What to work on ▸
Give every line of the records below as a numbered list, leaving out any blank lines.

:::::

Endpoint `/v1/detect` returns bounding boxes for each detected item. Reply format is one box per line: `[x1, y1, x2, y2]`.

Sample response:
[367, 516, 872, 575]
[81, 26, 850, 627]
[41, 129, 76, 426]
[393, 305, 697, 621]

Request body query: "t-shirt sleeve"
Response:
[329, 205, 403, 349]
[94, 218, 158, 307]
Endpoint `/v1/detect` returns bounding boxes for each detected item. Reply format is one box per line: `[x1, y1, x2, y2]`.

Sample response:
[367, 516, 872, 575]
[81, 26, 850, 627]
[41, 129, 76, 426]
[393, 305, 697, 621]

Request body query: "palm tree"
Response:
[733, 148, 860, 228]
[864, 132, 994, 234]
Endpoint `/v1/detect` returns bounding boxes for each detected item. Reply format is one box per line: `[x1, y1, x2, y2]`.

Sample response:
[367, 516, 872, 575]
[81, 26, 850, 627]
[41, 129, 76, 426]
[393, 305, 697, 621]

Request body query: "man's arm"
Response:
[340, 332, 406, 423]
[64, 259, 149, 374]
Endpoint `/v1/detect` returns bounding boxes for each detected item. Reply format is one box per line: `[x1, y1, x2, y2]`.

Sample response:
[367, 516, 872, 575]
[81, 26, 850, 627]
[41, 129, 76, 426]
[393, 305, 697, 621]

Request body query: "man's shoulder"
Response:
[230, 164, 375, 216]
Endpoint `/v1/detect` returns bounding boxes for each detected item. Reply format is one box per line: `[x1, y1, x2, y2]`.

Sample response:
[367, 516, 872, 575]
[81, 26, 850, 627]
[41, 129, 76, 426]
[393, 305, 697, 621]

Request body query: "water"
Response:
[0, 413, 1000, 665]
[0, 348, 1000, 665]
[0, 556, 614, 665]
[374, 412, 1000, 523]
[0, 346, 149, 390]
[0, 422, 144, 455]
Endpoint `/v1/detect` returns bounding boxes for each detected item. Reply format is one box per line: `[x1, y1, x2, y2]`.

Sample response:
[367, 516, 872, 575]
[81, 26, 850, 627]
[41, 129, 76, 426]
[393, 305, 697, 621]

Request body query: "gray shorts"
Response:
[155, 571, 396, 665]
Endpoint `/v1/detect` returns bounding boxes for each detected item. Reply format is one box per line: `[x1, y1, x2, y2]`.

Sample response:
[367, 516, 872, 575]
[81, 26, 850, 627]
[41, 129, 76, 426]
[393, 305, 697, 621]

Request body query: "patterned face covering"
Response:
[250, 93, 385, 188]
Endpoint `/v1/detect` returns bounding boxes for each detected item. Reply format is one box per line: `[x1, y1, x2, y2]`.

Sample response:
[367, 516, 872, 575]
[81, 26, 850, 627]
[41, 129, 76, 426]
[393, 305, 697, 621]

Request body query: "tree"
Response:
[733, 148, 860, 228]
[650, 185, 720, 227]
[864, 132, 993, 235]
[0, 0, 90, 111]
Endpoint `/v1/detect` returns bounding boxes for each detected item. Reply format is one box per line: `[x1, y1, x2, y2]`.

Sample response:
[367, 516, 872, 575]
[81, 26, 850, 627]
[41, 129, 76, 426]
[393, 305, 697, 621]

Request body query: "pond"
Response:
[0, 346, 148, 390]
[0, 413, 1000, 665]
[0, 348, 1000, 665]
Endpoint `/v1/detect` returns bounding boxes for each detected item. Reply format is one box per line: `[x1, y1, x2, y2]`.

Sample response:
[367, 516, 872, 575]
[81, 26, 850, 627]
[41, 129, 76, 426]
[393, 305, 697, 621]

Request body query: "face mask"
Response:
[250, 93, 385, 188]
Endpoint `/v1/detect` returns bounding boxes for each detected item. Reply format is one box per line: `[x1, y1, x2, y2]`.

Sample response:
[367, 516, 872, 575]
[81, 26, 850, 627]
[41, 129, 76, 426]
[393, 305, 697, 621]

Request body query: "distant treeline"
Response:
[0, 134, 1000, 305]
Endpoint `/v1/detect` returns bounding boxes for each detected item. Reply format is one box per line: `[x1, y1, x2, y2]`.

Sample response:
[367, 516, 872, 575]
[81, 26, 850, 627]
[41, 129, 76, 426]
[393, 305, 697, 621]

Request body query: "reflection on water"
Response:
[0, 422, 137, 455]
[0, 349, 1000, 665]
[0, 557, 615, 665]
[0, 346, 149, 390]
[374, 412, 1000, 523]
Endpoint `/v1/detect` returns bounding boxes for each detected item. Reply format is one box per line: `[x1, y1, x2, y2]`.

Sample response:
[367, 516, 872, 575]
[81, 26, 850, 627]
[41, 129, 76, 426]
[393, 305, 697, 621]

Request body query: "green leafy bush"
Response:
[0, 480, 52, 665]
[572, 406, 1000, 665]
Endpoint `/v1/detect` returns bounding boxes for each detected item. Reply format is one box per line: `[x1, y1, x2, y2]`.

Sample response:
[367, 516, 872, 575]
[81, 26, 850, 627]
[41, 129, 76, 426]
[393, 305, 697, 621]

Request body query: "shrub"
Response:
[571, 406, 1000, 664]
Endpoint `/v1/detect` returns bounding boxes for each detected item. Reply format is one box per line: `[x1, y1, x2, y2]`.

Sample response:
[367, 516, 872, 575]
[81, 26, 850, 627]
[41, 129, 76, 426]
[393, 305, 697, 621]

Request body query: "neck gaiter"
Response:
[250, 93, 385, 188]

:::::

Result of the exercise ▸
1. Endpoint `/v1/detect` returns bounding boxes for each detected item. Reply format is one box per line: `[x1, y1, x2, y2]`.
2. Sample response:
3. [367, 516, 872, 575]
4. [81, 26, 850, 627]
5. [41, 129, 76, 426]
6. [393, 305, 697, 621]
7. Request body query: "t-shirt sleeve"
8. Response:
9. [329, 205, 403, 349]
10. [94, 218, 158, 307]
11. Endpoint `/v1/detect` returns bounding boxes for each detected item. Reply format is one box per line: `[x1, y1, x2, y2]`.
12. Sample response:
13. [367, 516, 872, 575]
14. [81, 26, 850, 627]
15. [41, 129, 76, 426]
16. [393, 305, 697, 621]
17. Request body query: "palm tree"
18. Response:
19. [733, 148, 860, 228]
20. [864, 132, 994, 234]
21. Endpoint `/v1/detect` returns bounding boxes for each detected item. Reply format is one box per line: `[x1, y1, x2, y2]`.
22. Sample response:
23. [367, 516, 872, 575]
24. [81, 26, 850, 627]
25. [41, 129, 76, 426]
26. [393, 305, 697, 621]
27. Request body query: "man's arm"
28. Response:
29. [340, 332, 406, 423]
30. [64, 259, 149, 374]
31. Endpoint `/v1/detect` returns bounding boxes for each detected item. Reply format is one box per line: `[x1, y1, x2, y2]`.
32. Sample response:
33. [367, 516, 872, 575]
34. [81, 26, 850, 627]
35. [41, 129, 76, 426]
36. [393, 305, 697, 621]
37. Request body query: "man's shoulder"
38. Response:
39. [230, 164, 375, 216]
40. Endpoint `/v1/detect` returns bounding boxes for each detected item. Reply format is one box per line: `[x1, y1, x2, y2]`.
41. Sample response:
42. [367, 516, 872, 575]
43. [81, 26, 850, 627]
44. [41, 129, 76, 426]
45. [393, 305, 697, 621]
46. Request body query: "water"
47. Response:
48. [0, 413, 1000, 665]
49. [0, 348, 1000, 665]
50. [0, 556, 614, 665]
51. [374, 412, 1000, 523]
52. [0, 346, 149, 390]
53. [0, 422, 144, 455]
54. Endpoint `/v1/detect` returns bounding boxes for each detected item. Reply format is one box per line: `[x1, y1, x2, y2]`.
55. Sample response:
56. [367, 516, 872, 575]
57. [81, 26, 850, 627]
58. [41, 129, 76, 426]
59. [393, 305, 697, 621]
60. Request body query: "gray shorts"
61. Response:
62. [155, 571, 396, 665]
63. Endpoint `/v1/detect` returns bounding boxes for each detected item. Reply format is one box per line: `[x1, y1, x2, y2]`.
64. Sample response:
65. [367, 516, 872, 575]
66. [81, 26, 850, 627]
67. [41, 129, 76, 426]
68. [393, 305, 697, 621]
69. Request body query: "patterned face covering"
70. Response:
71. [250, 93, 385, 188]
72. Endpoint `/v1/detect` returns bounding boxes for each detected item. Reply format is one box per line: `[x1, y1, x2, y2]`.
73. Sample response:
74. [367, 516, 872, 575]
75. [81, 26, 850, 627]
76. [41, 129, 76, 426]
77. [393, 305, 697, 621]
78. Request body query: "tree"
79. Response:
80. [733, 148, 860, 228]
81. [650, 185, 720, 227]
82. [864, 132, 993, 235]
83. [0, 0, 90, 111]
84. Endpoint `/v1/detect` returns bounding boxes for each detected item. Reply format is one box per line: `[x1, y1, x2, y2]`.
85. Sample response:
86. [367, 516, 872, 575]
87. [81, 26, 850, 627]
88. [41, 129, 76, 426]
89. [393, 305, 697, 621]
90. Request body query: "pond"
91. Response:
92. [0, 346, 148, 390]
93. [0, 413, 1000, 665]
94. [0, 348, 1000, 665]
95. Endpoint `/v1/detect` returns bounding boxes for each detected item. Reply format is one box per line: `[x1, y1, x2, y2]`.
96. Sample response:
97. [367, 516, 872, 575]
98. [81, 26, 850, 627]
99. [41, 129, 76, 426]
100. [393, 305, 697, 621]
101. Request body query: "face mask"
102. Response:
103. [250, 93, 385, 188]
104. Endpoint `/v1/detect` returns bounding boxes for each detected item. Reply format is one box per line: `[x1, y1, x2, y2]`.
105. Sample response:
106. [367, 516, 872, 575]
107. [81, 26, 850, 627]
108. [41, 129, 76, 426]
109. [393, 305, 697, 621]
110. Request body query: "distant treeline"
111. Response:
112. [0, 134, 1000, 305]
113. Endpoint `/v1/detect` returns bounding boxes for each detected item. Reply format is one box per line: `[x1, y1, x2, y2]`.
114. Sample response:
115. [367, 516, 872, 575]
116. [81, 26, 850, 627]
117. [41, 129, 76, 426]
118. [393, 305, 697, 621]
119. Request body query: "reflection on water"
120. Response:
121. [0, 422, 137, 455]
122. [0, 349, 1000, 665]
123. [0, 557, 615, 665]
124. [0, 346, 149, 390]
125. [374, 412, 1000, 523]
126. Endpoint `/v1/detect` returns bounding boxes for each detected item. Reply format is one box per line: `[x1, y1, x2, y2]`.
127. Sample response:
128. [367, 516, 872, 575]
129. [81, 26, 850, 627]
130. [41, 129, 76, 426]
131. [393, 305, 697, 621]
132. Request body query: "green leafy bush"
133. Response:
134. [0, 480, 52, 665]
135. [572, 406, 1000, 665]
136. Endpoint `/v1/detect` returns bounding boxes for each detected item. Reply format is one box per line: `[x1, y1, x2, y2]`.
137. Sample response:
138. [367, 516, 872, 575]
139. [81, 26, 850, 627]
140. [41, 129, 76, 426]
141. [393, 305, 697, 621]
142. Request body query: "shrub"
143. Response:
144. [571, 406, 1000, 664]
145. Endpoint `/v1/detect` returns bounding boxes for each detected item. Reply format is one box per line: `[x1, y1, x2, y2]`.
146. Sample response:
147. [367, 516, 872, 575]
148. [81, 26, 850, 627]
149. [41, 129, 76, 426]
150. [393, 305, 697, 621]
151. Request body query: "neck gaiter"
152. Response:
153. [250, 93, 385, 188]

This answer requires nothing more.